▶ _Document segment_
◇ ◇ ◇ ◇

1 week before to leave definitively China, and to start a new life, a new adventure, with my family in France.

10 days ago I restore better communication with my wife. I communicate more formally about my emotional balance. I am satisfied to see that balance has been restored by this way.

My involvement in recovery lesson has decreased, I work in parallel to the last lesson of recovery and the lesson 3 of couple. Not always easy, but helpful to move on, to develop better understanding. But concept are still difficult to catch practically.

I wanted to do a little post about a source of stress.

I accepted the invitation for a leaving party from friends that will take place tomorrow night. I fear this event (I never behave healthily in such event) and I think it is an opportunity too (it could bring a lot of achievement to manage in a healthy way this party).

I prepared this event. I shared a lot with my wife.

> this party is an opportunity to confirm friendship with few people
> this party is an opportunity to learn and observe other men's behaviors, using my value system

> risk is about alcohol
> risk is about proposition to act in a way against my values or boundaries

I fixed my self clear boundaries about this party. For spontaneous triggers I have vision to switch (healthy event planned the next morning, image about my children and my wife).

I choosed someone to become my witness. One guy I really trust and I know he will have a very controlled alchohol consumption.

◇ ◇ ◇ ◇

Coordinate annotation entries
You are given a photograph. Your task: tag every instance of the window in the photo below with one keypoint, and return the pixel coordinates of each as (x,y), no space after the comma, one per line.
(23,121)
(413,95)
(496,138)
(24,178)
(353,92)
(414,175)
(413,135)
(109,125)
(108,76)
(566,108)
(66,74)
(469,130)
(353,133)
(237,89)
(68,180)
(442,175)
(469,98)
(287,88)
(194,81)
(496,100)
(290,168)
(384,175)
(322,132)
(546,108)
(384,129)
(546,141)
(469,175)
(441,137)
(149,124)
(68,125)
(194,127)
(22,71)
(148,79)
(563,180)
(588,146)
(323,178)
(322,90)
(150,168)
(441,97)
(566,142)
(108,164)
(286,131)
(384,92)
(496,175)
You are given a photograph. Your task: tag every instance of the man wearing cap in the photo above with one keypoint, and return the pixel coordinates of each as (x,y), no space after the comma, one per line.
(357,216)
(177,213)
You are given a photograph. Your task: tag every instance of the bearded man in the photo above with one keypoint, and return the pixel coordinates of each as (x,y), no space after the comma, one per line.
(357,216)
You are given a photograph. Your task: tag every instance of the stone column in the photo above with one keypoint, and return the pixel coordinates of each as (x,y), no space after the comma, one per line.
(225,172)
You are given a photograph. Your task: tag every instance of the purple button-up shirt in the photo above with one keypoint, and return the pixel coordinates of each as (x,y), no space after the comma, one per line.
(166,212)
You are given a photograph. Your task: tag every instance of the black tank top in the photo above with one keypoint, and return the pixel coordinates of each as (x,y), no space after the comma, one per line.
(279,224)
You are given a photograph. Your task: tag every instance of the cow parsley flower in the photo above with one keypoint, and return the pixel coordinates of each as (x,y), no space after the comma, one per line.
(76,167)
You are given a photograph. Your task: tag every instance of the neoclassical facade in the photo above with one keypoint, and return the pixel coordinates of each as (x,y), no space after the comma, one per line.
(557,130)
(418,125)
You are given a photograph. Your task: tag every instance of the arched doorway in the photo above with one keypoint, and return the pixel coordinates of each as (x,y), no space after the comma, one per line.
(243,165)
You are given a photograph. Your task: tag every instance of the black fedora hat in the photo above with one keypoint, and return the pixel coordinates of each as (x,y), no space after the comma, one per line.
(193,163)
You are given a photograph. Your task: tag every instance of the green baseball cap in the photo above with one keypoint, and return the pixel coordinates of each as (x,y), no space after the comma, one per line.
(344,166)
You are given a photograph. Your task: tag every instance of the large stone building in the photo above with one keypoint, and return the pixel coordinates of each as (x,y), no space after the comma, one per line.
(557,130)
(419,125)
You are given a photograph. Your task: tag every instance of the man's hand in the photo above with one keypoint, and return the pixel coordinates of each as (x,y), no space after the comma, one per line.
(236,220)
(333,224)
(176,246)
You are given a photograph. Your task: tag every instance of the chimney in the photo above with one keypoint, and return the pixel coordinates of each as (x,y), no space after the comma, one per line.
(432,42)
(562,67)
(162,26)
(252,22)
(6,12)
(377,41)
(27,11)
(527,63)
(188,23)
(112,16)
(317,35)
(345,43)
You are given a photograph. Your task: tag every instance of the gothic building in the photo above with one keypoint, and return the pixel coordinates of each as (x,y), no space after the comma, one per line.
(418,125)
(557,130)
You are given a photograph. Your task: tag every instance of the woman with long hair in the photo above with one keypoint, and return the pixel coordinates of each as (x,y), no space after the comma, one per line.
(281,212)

◇ ◇ ◇ ◇

According to the journal post about the leaving party, what two risks does the writer see in attending?

▶ _Reply to the exercise_
Alcohol, and being asked to act in a way that goes against the writer's values or boundaries.